<<<<
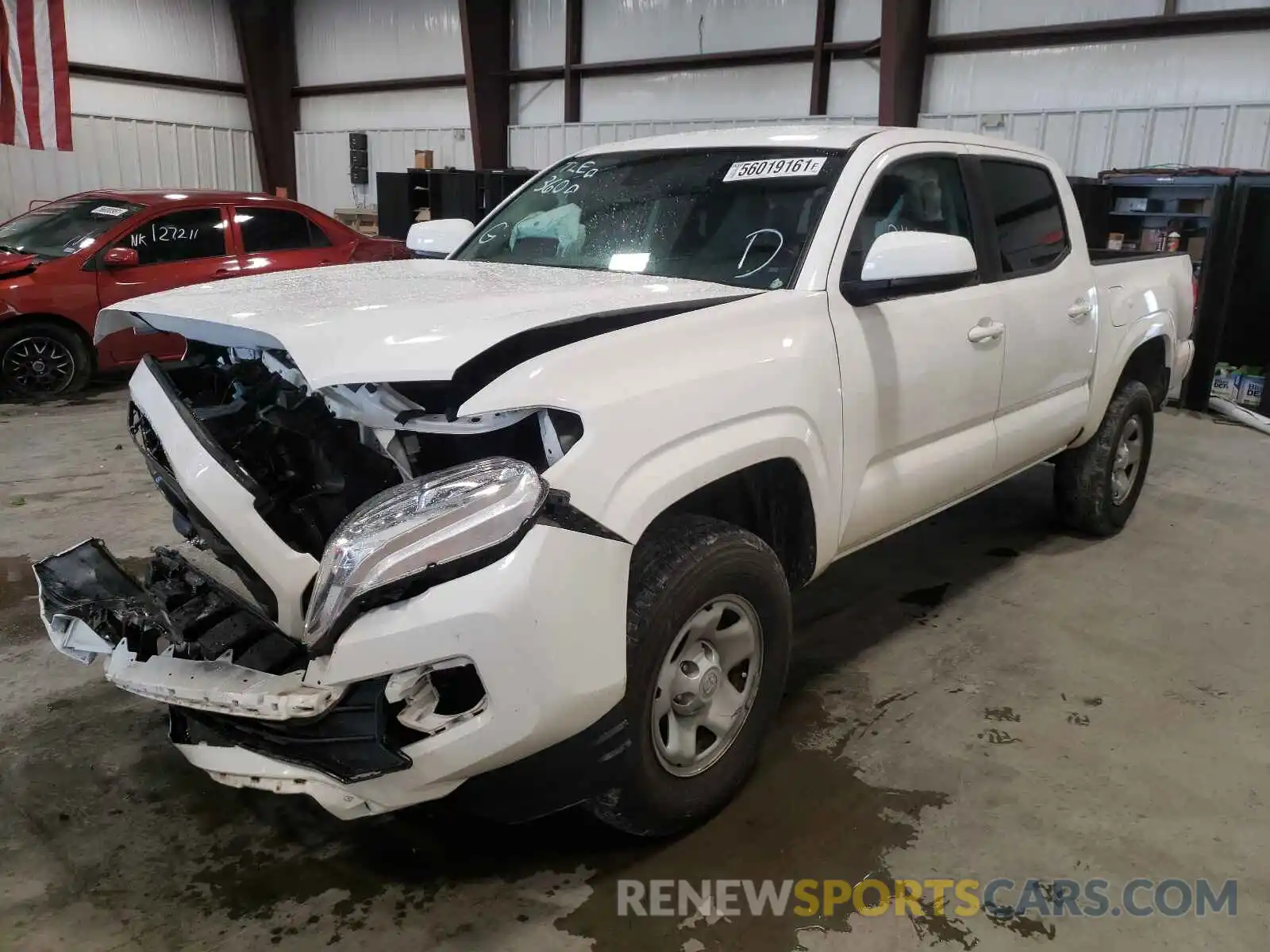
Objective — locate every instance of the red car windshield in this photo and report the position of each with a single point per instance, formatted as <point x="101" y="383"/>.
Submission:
<point x="64" y="228"/>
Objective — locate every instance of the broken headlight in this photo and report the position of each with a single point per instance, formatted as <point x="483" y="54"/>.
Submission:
<point x="422" y="526"/>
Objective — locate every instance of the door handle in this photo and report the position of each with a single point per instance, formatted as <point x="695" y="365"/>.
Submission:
<point x="987" y="329"/>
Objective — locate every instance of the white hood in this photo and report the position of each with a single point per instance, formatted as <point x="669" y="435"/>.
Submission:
<point x="394" y="321"/>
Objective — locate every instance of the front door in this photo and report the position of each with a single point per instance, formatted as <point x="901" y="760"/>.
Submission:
<point x="175" y="249"/>
<point x="920" y="395"/>
<point x="1051" y="327"/>
<point x="279" y="239"/>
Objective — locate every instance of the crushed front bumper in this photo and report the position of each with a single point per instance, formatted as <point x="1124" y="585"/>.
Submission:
<point x="543" y="628"/>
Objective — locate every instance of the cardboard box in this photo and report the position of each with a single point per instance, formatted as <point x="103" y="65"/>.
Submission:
<point x="1250" y="390"/>
<point x="1226" y="382"/>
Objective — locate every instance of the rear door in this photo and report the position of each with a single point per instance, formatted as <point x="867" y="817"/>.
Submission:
<point x="1048" y="305"/>
<point x="281" y="239"/>
<point x="920" y="391"/>
<point x="175" y="248"/>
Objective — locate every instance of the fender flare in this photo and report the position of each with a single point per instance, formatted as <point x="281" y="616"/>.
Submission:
<point x="675" y="470"/>
<point x="1106" y="376"/>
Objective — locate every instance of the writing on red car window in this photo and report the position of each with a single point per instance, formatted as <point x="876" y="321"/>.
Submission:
<point x="163" y="232"/>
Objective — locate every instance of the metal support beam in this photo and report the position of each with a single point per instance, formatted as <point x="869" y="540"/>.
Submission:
<point x="487" y="31"/>
<point x="905" y="29"/>
<point x="394" y="86"/>
<point x="266" y="35"/>
<point x="572" y="57"/>
<point x="822" y="59"/>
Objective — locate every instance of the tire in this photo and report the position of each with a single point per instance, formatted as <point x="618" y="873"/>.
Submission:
<point x="42" y="361"/>
<point x="694" y="568"/>
<point x="1089" y="490"/>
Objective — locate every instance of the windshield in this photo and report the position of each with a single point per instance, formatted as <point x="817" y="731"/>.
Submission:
<point x="64" y="228"/>
<point x="733" y="216"/>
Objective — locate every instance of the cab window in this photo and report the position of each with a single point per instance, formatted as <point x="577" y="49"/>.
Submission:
<point x="924" y="194"/>
<point x="1028" y="213"/>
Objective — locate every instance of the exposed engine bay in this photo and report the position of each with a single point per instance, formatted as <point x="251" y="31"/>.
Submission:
<point x="311" y="457"/>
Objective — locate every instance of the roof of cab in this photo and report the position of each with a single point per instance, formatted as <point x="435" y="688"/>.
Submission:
<point x="795" y="135"/>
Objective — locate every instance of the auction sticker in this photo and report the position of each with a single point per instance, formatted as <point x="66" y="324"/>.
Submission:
<point x="775" y="169"/>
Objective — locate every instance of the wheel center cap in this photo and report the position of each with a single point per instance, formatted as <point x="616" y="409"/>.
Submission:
<point x="710" y="682"/>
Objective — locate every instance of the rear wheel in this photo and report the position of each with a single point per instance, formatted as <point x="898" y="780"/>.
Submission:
<point x="709" y="630"/>
<point x="42" y="359"/>
<point x="1096" y="486"/>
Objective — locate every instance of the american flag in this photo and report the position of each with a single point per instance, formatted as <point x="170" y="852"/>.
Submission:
<point x="35" y="86"/>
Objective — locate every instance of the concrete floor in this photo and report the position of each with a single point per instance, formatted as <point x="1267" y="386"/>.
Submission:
<point x="978" y="697"/>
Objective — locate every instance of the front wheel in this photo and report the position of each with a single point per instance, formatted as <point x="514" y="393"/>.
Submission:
<point x="42" y="359"/>
<point x="1098" y="486"/>
<point x="709" y="631"/>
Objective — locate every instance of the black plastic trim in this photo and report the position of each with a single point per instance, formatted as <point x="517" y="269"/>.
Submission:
<point x="564" y="774"/>
<point x="196" y="427"/>
<point x="355" y="740"/>
<point x="492" y="363"/>
<point x="165" y="482"/>
<point x="560" y="513"/>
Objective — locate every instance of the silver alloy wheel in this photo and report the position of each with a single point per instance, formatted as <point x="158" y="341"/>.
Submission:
<point x="37" y="366"/>
<point x="1128" y="460"/>
<point x="706" y="685"/>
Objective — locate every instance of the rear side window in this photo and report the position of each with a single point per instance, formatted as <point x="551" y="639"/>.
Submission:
<point x="179" y="236"/>
<point x="277" y="230"/>
<point x="1028" y="213"/>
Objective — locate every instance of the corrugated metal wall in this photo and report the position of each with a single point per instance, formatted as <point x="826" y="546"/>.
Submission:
<point x="114" y="152"/>
<point x="321" y="162"/>
<point x="537" y="146"/>
<point x="1089" y="141"/>
<point x="1085" y="141"/>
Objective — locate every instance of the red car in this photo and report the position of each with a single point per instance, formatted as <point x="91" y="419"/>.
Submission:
<point x="64" y="262"/>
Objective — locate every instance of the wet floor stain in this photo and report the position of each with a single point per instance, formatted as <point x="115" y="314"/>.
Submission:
<point x="803" y="816"/>
<point x="926" y="598"/>
<point x="999" y="736"/>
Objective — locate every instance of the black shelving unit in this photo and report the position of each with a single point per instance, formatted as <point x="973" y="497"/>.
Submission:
<point x="1197" y="205"/>
<point x="448" y="194"/>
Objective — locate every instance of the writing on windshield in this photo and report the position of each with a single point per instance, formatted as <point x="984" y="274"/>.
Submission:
<point x="732" y="216"/>
<point x="61" y="228"/>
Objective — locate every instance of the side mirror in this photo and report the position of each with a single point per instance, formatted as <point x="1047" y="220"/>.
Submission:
<point x="912" y="262"/>
<point x="437" y="238"/>
<point x="121" y="258"/>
>>>>
Request> Omit the pictures, then output the rest of the listing exactly.

Result of the exercise>
Objective — locate every instance of the red car windshield in this photo and report the position of each with a single point per instance, formatted as <point x="101" y="383"/>.
Submission:
<point x="64" y="228"/>
Objective — locate every instance of the broken headlight in this photo and report the position of each with a single point per instance, formatted as <point x="483" y="54"/>.
Submission:
<point x="422" y="526"/>
Objective — locate every instance of the door handle in this photo and report the position of each with a single point per instance, formatted as <point x="695" y="365"/>.
Submission:
<point x="987" y="329"/>
Objective — locate every instance of the white hood in this photo and report the position of each with a single point per instance, formatted as <point x="669" y="435"/>.
Submission:
<point x="394" y="321"/>
Objective — locate every instance of the front door in this photo and report the position of each with a single point per instance, formatted as <point x="901" y="760"/>.
Submission:
<point x="175" y="249"/>
<point x="920" y="395"/>
<point x="1051" y="327"/>
<point x="279" y="239"/>
Objective — locate every instance of the crushed front bumper in this photo and report the position of each with a single point per instance, formatted as <point x="1124" y="585"/>.
Submission:
<point x="543" y="628"/>
Objective — locate every instance of the cardboard box in this photo and report the position of each with a single point per instance, formatted as <point x="103" y="65"/>.
Submission:
<point x="1250" y="390"/>
<point x="1226" y="382"/>
Objective — locate every instance of the rear door in this photo and report the position of each with a single point per instance, formatted as <point x="867" y="817"/>.
Submission:
<point x="1048" y="305"/>
<point x="281" y="239"/>
<point x="920" y="391"/>
<point x="175" y="248"/>
Objective — locate every instance of the fender flare in this photo and report the position of each with a single point per instance, formatted as <point x="281" y="616"/>.
Submission:
<point x="675" y="470"/>
<point x="1106" y="376"/>
Objective — locate every instance of the writing on red car window in this photo and report the position of each with a single point per instance, formatted as <point x="876" y="321"/>.
Submission:
<point x="163" y="232"/>
Objective — locate every instance of the metal support beam in this photo and report the position of each with a single point per instance, formatted as <point x="869" y="540"/>.
Submission:
<point x="487" y="31"/>
<point x="905" y="29"/>
<point x="394" y="86"/>
<point x="266" y="35"/>
<point x="572" y="57"/>
<point x="822" y="59"/>
Objective — locate every instance of the tire in this photo and report the position of each with a single point per instance, formatted as <point x="618" y="873"/>.
Submission:
<point x="42" y="361"/>
<point x="694" y="568"/>
<point x="1089" y="490"/>
Objective — locate every instance of the windshield in this photo and report the position of each with a single point per instance, formatted as <point x="817" y="731"/>.
Submission:
<point x="64" y="228"/>
<point x="733" y="216"/>
Objective — locate every instance of the cab window in this photo and report the position of each with a single point per instance, formatted as <point x="577" y="49"/>.
Submission:
<point x="924" y="194"/>
<point x="1028" y="213"/>
Objective — locate every instance of the exposed engine bay in this photo and report the position of each with a single point per instance, formatted as <point x="251" y="31"/>.
Submission:
<point x="311" y="457"/>
Objective — locate every instance of the roof of cab in this photo and report the position of each with a single point per instance, formatted as <point x="435" y="688"/>.
Submission:
<point x="795" y="135"/>
Objective — locate every instance of the auction sticker in this photo and report the position of each with a single point per instance, formatted as <point x="66" y="324"/>.
Submission:
<point x="775" y="169"/>
Objective — locate every instance of the wheel center cap in this photo and report the position of each with a single point per instance, formatted as <point x="616" y="409"/>.
Submission:
<point x="710" y="682"/>
Objective — locate every instance of the rear wheel in this photo and report the position of each with a single point per instance, formatted as <point x="898" y="780"/>.
Submission:
<point x="709" y="630"/>
<point x="42" y="359"/>
<point x="1096" y="486"/>
Objective — locate every instance of the american flag in this photo and report the position of each with a single point per instance, formatted as <point x="170" y="852"/>.
Submission:
<point x="35" y="86"/>
Objective — locate every instance of the concrete floor in this photo and report the position of each with a single point per instance, formatted as <point x="1267" y="386"/>.
Submission:
<point x="978" y="697"/>
Objective — locate every instance of the front wheel in this photo and report the position of each with a single point per instance, formatted as <point x="514" y="393"/>.
Submission:
<point x="42" y="359"/>
<point x="1098" y="486"/>
<point x="709" y="631"/>
Objective — locate every instance of the black plastic trim in this photo and report the position of each with a single point per instance, formatted as <point x="517" y="269"/>.
Submission:
<point x="564" y="774"/>
<point x="196" y="427"/>
<point x="355" y="740"/>
<point x="492" y="363"/>
<point x="165" y="482"/>
<point x="560" y="513"/>
Objective — locate every instance of the silver alloy wheel in this photo and report the position of each with a single point per instance, formatted as <point x="158" y="341"/>.
Submission:
<point x="37" y="366"/>
<point x="1128" y="460"/>
<point x="706" y="685"/>
Objective — locate every instance of the rear side window in this photo and report the position of each with a single point per instance, formatted as <point x="551" y="639"/>.
Submission:
<point x="179" y="236"/>
<point x="277" y="230"/>
<point x="1028" y="213"/>
Objective — locate every instance of the corrugated metal wall in this photo and report the position of each with a single point per instance, formatted as <point x="826" y="546"/>.
Submission:
<point x="114" y="152"/>
<point x="321" y="162"/>
<point x="537" y="146"/>
<point x="1089" y="141"/>
<point x="1085" y="141"/>
Objective — locate every instance of the red car in this photo and report the position of each with a single point per instance, formatted as <point x="91" y="419"/>.
Submission:
<point x="64" y="262"/>
Objective — locate every instance of the wet floor stain in this photo and report the position of each with a single point per instance, formatted as <point x="115" y="314"/>.
Submission:
<point x="803" y="816"/>
<point x="926" y="598"/>
<point x="999" y="736"/>
Objective — locate every instance of the black shelving unit in this photo and report the position of each with a single point per instance, formatted as <point x="973" y="497"/>.
Submission:
<point x="1197" y="205"/>
<point x="448" y="194"/>
Objective — locate every instance of the writing on windshield in this photo and report the position of each with a single point per instance, formatted as <point x="984" y="274"/>.
Submission:
<point x="732" y="216"/>
<point x="61" y="228"/>
Objective — locate every instance of the side mirror in this photo and report the position of each with a single point per instance, formatted as <point x="1047" y="220"/>.
Submission:
<point x="912" y="262"/>
<point x="437" y="238"/>
<point x="121" y="258"/>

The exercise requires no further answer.